* start Supplied records *

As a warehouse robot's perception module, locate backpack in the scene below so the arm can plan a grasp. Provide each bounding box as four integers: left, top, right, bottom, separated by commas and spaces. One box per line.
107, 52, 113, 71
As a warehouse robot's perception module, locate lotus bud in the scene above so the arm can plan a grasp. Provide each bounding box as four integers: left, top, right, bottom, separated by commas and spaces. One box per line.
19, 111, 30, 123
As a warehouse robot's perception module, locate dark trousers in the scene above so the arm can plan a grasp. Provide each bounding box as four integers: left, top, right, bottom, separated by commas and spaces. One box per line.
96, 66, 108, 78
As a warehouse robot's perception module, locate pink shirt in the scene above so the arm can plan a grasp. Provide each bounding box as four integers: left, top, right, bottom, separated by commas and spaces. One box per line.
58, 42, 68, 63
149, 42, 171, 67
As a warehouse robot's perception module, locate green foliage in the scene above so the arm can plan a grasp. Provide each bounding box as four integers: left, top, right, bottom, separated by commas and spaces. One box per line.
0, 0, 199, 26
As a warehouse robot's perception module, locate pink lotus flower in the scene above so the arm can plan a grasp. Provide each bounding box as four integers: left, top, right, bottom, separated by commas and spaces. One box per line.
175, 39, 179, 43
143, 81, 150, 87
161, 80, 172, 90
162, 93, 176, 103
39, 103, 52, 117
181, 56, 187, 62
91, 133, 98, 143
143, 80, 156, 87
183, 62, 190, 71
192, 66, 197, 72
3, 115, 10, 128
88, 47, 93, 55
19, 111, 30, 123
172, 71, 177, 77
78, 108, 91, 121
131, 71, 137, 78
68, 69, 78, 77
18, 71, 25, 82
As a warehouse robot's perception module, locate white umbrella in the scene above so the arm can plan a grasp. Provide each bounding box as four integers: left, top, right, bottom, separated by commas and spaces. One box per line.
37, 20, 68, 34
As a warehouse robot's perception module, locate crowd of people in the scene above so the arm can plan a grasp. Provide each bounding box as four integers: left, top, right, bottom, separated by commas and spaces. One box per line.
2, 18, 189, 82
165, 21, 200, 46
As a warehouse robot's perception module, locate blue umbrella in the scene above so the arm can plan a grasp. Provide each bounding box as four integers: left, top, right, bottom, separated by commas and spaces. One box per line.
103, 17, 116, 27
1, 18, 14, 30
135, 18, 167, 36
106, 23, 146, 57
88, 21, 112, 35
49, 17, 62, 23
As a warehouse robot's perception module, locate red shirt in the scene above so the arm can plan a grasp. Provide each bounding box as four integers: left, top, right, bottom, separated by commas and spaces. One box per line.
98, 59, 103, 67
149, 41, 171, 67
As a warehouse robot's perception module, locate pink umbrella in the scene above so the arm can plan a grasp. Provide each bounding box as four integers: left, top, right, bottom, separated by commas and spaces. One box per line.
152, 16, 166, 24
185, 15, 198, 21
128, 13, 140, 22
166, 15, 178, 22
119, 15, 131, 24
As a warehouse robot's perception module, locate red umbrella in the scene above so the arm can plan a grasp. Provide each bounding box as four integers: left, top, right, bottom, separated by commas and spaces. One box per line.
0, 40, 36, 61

* end Supplied records *

Copy every line above word for word, without changing or leaving out anything.

Final result
As a warehouse robot's perception module, locate backpack in the scene below so the arm can plan a grasp. Provide each bounding box as four integers: left, top, right, bottom, separated by commas and spaces. One box per line.
107, 52, 113, 71
As a warehouse robot's perception module, locate lotus bud in the scene above so the arm can plan a grasp. Provide each bounding box as four integers: left, top, right, bottom, separated by commas and spaces. One box per line.
19, 111, 30, 123
As a warehouse robot's perception module, locate dark trousers in the scene above so the arm can plan a grasp. Provide each bounding box as four integers: left, top, right, bottom, separated by commas and spaces. One box per line.
96, 66, 108, 78
As a warehouse robot's perception module, locate pink shirt in the scene above so the arm can plan a grasp. Provide each bounding box as four integers: left, top, right, bottom, separated by commas and spaces. One box per line.
58, 42, 68, 63
149, 42, 171, 67
As a warehouse robot's perception module, locate green foliage in the scene above so the arm can plan a grasp. Provide each bounding box as four integers: left, top, right, bottom, separated by commas and spaces. One box per line.
0, 0, 199, 26
As a warehouse robot's perception module, locate pink lotus flower in the scene above so the arm can plan a grasp. Provide each bounding box as four integers: left, top, right, bottom, separated by commas and spaces. One box per line.
175, 39, 179, 43
143, 81, 150, 87
161, 80, 172, 90
162, 93, 176, 103
39, 103, 52, 117
181, 56, 187, 62
91, 133, 98, 143
143, 80, 156, 87
183, 62, 190, 71
192, 66, 197, 72
3, 115, 10, 128
88, 47, 93, 55
19, 111, 30, 123
172, 71, 177, 77
78, 108, 91, 121
131, 71, 137, 78
68, 69, 78, 77
18, 71, 25, 82
As a warehouse robot's perception module, locate white umbrella in the scene above so the arm can plan a grasp. Provide each bounding box as four integers: left, top, right, bottom, separated by commas and spaces. One box per line.
37, 20, 68, 34
As a warehouse robot's perception module, locate crowd of people in the scene above so the arm can plan a grasp. Provide each bounding box as four integers: left, top, right, bottom, separated by commas and spaces. One box per line.
2, 18, 189, 82
165, 21, 200, 46
As a warehouse robot's perception module, locate blue umbrella in the scene above so the arm can plan a grasp. Provide each bounding box as four integers: left, top, right, bottom, separated by commas and spaces. One box per line.
103, 17, 116, 27
1, 18, 14, 30
135, 18, 167, 36
106, 23, 146, 57
88, 21, 112, 35
49, 17, 62, 23
As a warehouse robot's perception module, locate red shirt in the scene above so the arm can plan a grasp. Provide each bounding box as four integers: left, top, right, bottom, separated by commas and spaces. One box per line.
98, 59, 103, 67
149, 41, 171, 67
As a warehouse robot's perception module, locate pink umbrella in the scene above so the arm can plan a grasp. Provide each bounding box as four integers: left, top, right, bottom, separated by commas and spaces. One box per line.
152, 16, 166, 24
185, 15, 198, 21
128, 13, 140, 22
166, 15, 178, 22
119, 15, 131, 24
As a warehouse robot's perception module, locate red umbrella in the scene above so the arm can plan a grasp. Provide each bounding box as four integers: left, top, right, bottom, separated by commas and spaces. One box per line.
0, 40, 36, 61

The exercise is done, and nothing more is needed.